— begin Extract provided —
# Kobi in the shower



## Kobi (Oct 26, 2010)

Kobi's latest escapades... a visit to the shower ;D

He does this ALL the time. I just finally recorded it.

https://picasaweb.google.com/TrumpDaBeast/Kobi02#5574134949317508578


----------



## Tulip (Feb 14, 2010)

Love it, fantastic!!!!!!!!!!!! Hilarous.


----------



## Fox_Trot (Mar 15, 2010)

hahahahhahahaha, thats really funny. I like how he intense he was when the water was coming out, and looked back and forth really fast and then was like "oh crap... " and backed up. My older V HATES the shower, and if you take her toys in with you she flips, heres a video i had a while ago of Foxie... water wasnt even running during recording, haha


http://www.youtube.com/watch?v=L3jtq4tgPkI


----------



## Tulip (Feb 14, 2010)

How funny Foxie, just played it to Semper who watched it intently and is now shaking!!! it must be an anti-bath Vizsla war cry!!!!! Must go and distract himith his dinner!!!!


----------



## Kobi (Oct 26, 2010)

Kobi actually likes drinking the water from the tub... he is not afraid to get in. And he'll try to eat the water as it goes by if you are in the shower. I have never tried turning on the shower with him in there, I imagine he would not like that either.

I had seen the video of Foxi before (stalked your Youtube channel, your videos are great), but I didn't quite understand what was going on at first or why she was freaking out lol. That is pretty funny that the empty shower freaks her out like that!


----------



## Shivangi (Jan 19, 2010)

"Een the shower!" 
"Oh really?" 
"Een the shower!" 

ROTFLMAO! ;D  

LOVE the conversation between you two!!


----------



## Kobi (Oct 26, 2010)

Normally he's so eager to get in and drink the water.... I think he knew something was up when he saw the camera.


----------



## raps702 (Dec 19, 2010)

I love it!!! I was not expecting that!! Made me laugh out loud.... Nice...


----------
— end Extract provided —
What you have to do
Copy word for word the stretch of the forum thread about Kobi in the shower from "Kobi actually likes" through "out like that!".
— begin Provided records —
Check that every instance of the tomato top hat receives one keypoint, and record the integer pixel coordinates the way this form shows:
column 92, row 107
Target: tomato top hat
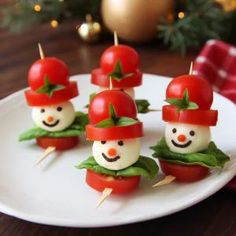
column 119, row 62
column 190, row 99
column 113, row 115
column 49, row 83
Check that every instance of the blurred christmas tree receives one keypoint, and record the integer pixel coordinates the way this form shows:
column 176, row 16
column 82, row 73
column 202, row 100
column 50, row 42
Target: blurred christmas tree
column 20, row 15
column 194, row 21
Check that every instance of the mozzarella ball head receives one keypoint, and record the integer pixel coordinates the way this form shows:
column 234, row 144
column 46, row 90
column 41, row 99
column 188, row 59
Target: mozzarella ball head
column 54, row 117
column 129, row 91
column 187, row 138
column 116, row 154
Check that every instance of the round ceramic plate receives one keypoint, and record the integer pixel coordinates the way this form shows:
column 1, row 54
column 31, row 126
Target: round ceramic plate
column 55, row 192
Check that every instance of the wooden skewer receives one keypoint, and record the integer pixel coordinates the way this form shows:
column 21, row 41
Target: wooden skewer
column 110, row 83
column 191, row 68
column 105, row 194
column 116, row 43
column 47, row 152
column 167, row 180
column 41, row 53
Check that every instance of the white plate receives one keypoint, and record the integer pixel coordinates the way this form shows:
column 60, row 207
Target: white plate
column 55, row 192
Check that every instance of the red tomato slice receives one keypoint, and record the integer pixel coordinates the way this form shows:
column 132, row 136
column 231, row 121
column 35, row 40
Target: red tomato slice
column 36, row 99
column 114, row 133
column 170, row 113
column 55, row 69
column 123, row 104
column 102, row 79
column 184, row 173
column 119, row 185
column 199, row 90
column 63, row 143
column 127, row 56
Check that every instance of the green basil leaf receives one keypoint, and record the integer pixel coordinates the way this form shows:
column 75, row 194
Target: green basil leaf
column 212, row 157
column 107, row 123
column 145, row 166
column 142, row 105
column 125, row 121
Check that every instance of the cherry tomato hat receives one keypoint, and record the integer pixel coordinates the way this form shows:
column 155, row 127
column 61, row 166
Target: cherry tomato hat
column 49, row 83
column 190, row 98
column 113, row 116
column 121, row 63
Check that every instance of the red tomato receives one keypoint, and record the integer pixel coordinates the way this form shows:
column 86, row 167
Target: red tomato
column 114, row 133
column 127, row 56
column 199, row 90
column 170, row 113
column 36, row 99
column 55, row 69
column 119, row 185
column 184, row 173
column 63, row 143
column 122, row 103
column 98, row 77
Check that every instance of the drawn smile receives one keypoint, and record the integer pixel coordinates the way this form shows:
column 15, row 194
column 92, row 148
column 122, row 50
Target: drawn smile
— end Provided records —
Answer for the task
Kobi actually likes drinking the water from the tub... he is not afraid to get in. And he'll try to eat the water as it goes by if you are in the shower. I have never tried turning on the shower with him in there, I imagine he would not like that either.

I had seen the video of Foxi before (stalked your Youtube channel, your videos are great), but I didn't quite understand what was going on at first or why she was freaking out lol. That is pretty funny that the empty shower freaks her out like that!